***** SUPPLIED MATERIAL

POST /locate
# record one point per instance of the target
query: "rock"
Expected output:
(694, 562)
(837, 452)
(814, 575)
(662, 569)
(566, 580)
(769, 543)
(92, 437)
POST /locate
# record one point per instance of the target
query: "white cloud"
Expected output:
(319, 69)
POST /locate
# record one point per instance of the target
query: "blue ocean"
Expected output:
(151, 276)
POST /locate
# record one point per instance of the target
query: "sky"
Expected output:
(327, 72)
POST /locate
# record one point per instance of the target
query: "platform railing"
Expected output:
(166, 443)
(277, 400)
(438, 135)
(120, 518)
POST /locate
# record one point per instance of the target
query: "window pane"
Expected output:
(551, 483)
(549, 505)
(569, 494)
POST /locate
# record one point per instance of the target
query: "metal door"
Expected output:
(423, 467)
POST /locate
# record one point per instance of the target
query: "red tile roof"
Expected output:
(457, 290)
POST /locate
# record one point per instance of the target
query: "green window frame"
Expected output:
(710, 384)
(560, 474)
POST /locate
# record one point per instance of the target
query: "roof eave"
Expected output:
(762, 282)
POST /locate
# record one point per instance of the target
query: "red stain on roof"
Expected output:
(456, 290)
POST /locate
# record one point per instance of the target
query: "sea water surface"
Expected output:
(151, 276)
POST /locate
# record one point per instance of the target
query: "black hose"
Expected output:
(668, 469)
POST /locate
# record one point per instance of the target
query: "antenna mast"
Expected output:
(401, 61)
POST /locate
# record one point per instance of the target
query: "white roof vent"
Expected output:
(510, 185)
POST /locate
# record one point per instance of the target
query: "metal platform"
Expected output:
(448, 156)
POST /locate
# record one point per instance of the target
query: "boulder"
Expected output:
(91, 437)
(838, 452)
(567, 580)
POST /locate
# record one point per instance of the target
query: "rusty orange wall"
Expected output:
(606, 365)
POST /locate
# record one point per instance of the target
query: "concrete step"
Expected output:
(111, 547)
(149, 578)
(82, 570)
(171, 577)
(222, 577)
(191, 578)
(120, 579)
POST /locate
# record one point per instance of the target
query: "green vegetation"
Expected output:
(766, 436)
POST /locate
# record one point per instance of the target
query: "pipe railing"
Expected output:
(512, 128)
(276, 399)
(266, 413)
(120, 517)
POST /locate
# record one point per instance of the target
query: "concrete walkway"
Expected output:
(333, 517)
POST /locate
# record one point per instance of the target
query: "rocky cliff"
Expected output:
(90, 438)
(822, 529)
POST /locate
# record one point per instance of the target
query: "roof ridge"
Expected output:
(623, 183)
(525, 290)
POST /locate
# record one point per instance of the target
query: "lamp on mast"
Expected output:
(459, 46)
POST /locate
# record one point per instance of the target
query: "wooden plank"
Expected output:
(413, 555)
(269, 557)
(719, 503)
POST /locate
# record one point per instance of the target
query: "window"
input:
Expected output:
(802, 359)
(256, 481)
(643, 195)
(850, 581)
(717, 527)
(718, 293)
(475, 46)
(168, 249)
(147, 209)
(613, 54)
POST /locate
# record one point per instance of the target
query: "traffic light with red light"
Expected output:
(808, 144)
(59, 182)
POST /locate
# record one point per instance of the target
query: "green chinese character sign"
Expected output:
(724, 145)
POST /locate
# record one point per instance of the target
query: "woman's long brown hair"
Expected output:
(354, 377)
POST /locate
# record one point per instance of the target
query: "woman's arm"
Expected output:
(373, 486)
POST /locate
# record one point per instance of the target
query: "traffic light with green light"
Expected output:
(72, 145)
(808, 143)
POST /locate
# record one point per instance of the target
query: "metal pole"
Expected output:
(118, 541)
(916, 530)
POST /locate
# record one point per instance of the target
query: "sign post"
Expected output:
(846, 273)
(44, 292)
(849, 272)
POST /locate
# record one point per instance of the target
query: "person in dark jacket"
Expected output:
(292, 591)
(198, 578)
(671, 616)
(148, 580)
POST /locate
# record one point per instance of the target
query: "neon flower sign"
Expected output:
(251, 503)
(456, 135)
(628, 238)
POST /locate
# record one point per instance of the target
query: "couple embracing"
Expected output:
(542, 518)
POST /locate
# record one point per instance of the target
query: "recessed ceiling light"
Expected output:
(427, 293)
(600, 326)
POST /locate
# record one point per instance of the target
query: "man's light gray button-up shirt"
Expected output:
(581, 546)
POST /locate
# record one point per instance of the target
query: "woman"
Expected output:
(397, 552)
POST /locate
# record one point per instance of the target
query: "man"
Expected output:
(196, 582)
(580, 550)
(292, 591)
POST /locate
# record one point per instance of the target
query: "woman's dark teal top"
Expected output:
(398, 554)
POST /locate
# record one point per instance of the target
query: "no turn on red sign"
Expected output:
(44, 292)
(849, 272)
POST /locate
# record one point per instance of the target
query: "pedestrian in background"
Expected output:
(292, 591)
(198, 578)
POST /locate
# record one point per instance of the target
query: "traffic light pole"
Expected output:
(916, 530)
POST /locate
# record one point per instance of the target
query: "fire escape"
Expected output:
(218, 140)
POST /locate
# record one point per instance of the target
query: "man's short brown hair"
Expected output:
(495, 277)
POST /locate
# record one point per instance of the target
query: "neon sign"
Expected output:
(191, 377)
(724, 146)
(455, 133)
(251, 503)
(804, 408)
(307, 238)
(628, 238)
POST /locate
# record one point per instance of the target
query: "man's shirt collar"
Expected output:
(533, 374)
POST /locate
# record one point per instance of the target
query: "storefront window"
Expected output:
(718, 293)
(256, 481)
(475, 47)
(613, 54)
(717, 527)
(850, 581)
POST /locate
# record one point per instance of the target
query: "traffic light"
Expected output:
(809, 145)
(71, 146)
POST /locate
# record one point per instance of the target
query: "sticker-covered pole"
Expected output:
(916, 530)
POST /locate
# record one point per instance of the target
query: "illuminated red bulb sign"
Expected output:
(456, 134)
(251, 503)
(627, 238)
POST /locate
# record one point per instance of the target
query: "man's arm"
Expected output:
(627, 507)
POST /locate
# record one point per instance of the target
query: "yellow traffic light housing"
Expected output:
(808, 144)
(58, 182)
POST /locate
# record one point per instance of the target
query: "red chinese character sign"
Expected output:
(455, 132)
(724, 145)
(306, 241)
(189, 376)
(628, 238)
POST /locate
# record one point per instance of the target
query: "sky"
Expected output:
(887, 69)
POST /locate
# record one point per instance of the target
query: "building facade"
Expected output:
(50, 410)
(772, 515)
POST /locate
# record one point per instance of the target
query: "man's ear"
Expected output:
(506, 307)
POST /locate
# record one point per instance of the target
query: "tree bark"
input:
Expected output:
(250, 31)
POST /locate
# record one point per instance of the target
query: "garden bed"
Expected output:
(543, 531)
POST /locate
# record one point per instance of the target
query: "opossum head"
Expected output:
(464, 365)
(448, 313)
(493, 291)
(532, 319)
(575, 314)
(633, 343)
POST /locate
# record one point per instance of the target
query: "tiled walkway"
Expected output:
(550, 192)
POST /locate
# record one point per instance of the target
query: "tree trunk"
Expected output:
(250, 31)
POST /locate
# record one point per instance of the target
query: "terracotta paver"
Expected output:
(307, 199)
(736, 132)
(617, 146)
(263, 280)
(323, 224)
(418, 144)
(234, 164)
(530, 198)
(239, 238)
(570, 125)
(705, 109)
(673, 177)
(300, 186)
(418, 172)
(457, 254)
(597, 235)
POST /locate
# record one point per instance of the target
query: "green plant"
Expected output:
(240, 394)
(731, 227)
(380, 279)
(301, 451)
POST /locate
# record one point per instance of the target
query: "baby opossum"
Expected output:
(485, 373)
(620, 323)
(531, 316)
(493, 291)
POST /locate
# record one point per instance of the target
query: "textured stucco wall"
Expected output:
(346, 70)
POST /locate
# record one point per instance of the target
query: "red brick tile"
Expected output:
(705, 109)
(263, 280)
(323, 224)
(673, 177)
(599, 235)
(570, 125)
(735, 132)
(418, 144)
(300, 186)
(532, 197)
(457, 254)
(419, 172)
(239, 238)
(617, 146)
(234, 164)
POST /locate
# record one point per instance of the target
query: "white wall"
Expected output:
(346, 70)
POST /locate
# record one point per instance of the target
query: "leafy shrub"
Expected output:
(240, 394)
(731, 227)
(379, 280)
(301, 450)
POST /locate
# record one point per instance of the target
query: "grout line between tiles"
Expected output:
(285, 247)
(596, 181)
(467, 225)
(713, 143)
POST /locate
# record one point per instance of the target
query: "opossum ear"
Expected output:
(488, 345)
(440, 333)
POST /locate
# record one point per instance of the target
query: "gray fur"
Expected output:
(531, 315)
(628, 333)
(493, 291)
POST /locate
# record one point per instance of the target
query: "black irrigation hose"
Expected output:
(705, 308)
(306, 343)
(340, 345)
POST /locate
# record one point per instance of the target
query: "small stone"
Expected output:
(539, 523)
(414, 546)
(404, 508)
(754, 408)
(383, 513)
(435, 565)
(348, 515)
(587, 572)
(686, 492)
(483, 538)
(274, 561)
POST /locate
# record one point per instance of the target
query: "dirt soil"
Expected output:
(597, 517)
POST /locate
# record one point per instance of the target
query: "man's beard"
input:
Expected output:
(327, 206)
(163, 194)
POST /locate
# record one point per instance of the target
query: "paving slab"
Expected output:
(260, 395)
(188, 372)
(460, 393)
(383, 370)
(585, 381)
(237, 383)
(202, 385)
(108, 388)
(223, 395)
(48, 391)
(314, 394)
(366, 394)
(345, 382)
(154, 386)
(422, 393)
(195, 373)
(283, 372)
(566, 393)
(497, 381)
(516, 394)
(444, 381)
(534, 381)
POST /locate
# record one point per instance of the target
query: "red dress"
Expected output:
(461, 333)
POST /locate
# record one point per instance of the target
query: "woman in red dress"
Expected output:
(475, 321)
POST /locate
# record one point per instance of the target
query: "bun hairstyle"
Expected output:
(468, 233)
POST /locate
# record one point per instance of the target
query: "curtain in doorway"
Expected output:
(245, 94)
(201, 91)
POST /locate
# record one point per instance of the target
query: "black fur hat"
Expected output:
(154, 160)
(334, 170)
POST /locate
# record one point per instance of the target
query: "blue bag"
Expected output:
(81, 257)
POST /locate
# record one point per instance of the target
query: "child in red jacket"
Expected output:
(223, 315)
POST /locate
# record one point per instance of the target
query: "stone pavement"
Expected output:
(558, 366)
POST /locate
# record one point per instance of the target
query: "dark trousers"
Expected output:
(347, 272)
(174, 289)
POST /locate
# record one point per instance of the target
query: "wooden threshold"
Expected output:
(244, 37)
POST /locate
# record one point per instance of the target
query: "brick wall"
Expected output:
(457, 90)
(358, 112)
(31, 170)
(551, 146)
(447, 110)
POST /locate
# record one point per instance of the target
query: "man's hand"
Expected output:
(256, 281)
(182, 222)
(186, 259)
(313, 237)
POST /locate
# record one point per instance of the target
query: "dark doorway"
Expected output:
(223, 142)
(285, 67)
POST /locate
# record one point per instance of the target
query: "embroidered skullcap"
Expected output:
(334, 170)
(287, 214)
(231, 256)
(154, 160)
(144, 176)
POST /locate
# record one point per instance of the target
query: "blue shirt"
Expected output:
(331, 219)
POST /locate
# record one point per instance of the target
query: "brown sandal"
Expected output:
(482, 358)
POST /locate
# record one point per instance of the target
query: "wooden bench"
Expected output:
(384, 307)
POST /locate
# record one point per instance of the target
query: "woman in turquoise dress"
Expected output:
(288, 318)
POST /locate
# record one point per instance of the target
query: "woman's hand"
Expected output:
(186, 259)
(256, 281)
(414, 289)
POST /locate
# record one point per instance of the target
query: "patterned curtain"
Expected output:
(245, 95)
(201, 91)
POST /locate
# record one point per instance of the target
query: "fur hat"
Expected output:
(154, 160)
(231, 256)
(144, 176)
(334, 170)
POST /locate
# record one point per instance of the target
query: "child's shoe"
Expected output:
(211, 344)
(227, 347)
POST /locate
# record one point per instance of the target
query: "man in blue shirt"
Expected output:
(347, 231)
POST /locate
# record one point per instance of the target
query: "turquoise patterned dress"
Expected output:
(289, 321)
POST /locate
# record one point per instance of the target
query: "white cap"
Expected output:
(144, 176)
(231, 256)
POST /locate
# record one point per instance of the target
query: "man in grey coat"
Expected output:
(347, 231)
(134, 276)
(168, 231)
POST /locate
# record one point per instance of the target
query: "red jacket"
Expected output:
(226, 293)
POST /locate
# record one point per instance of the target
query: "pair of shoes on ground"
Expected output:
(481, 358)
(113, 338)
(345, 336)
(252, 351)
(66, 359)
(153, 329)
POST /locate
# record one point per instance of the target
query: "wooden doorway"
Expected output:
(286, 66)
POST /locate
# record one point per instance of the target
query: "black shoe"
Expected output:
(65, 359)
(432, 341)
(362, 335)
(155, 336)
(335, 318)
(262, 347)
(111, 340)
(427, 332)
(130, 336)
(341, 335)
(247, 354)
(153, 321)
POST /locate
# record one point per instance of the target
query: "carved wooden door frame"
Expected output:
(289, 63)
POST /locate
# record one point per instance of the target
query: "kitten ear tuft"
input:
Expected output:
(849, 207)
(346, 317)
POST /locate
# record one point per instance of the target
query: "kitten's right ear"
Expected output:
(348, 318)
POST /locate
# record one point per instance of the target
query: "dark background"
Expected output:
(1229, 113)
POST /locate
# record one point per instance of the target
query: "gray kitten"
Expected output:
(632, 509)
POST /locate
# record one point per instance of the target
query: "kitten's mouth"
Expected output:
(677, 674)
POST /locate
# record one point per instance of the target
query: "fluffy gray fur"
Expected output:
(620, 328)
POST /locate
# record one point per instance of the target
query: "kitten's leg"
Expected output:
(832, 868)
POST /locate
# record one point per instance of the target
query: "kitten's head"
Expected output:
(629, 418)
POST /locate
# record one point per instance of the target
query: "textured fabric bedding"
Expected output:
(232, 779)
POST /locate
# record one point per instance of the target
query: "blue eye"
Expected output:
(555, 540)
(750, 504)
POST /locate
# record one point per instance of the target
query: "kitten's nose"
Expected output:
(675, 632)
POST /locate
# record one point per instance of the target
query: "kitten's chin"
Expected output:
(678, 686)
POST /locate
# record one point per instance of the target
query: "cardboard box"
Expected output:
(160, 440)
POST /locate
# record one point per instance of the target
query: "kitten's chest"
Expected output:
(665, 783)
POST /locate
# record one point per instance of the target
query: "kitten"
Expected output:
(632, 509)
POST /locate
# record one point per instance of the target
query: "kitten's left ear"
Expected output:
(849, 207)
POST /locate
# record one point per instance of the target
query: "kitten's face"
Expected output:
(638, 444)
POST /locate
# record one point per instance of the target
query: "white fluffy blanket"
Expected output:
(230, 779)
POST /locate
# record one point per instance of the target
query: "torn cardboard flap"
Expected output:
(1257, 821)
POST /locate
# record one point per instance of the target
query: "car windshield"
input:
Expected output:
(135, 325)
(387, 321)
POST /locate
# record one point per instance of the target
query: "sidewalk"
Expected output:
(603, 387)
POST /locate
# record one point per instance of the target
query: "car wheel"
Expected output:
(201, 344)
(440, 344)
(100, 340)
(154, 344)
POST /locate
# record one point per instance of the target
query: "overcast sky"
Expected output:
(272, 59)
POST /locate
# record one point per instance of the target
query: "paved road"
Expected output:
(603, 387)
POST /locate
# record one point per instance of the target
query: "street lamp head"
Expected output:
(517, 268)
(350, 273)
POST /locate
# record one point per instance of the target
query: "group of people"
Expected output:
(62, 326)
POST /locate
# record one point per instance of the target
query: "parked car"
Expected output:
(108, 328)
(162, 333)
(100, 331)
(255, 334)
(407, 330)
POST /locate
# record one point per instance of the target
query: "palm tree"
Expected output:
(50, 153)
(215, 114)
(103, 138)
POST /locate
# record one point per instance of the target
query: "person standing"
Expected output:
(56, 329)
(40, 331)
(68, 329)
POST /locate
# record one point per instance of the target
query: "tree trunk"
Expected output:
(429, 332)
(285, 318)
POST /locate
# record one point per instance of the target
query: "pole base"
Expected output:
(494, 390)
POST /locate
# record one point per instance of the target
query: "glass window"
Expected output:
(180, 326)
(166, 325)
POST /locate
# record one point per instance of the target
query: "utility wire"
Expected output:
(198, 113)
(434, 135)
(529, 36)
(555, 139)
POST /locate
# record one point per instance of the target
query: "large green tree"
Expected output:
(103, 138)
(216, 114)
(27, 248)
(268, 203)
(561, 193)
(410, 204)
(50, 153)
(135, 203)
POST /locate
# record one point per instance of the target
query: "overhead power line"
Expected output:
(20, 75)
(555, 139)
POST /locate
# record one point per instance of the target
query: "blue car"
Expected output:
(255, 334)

**********

**PROBLEM TO WORK ON**
How many lines of the records above contain the string "opossum", matching case exactly? Reply with the number alone.

**SOLUTION TO THE EXERCISE**
3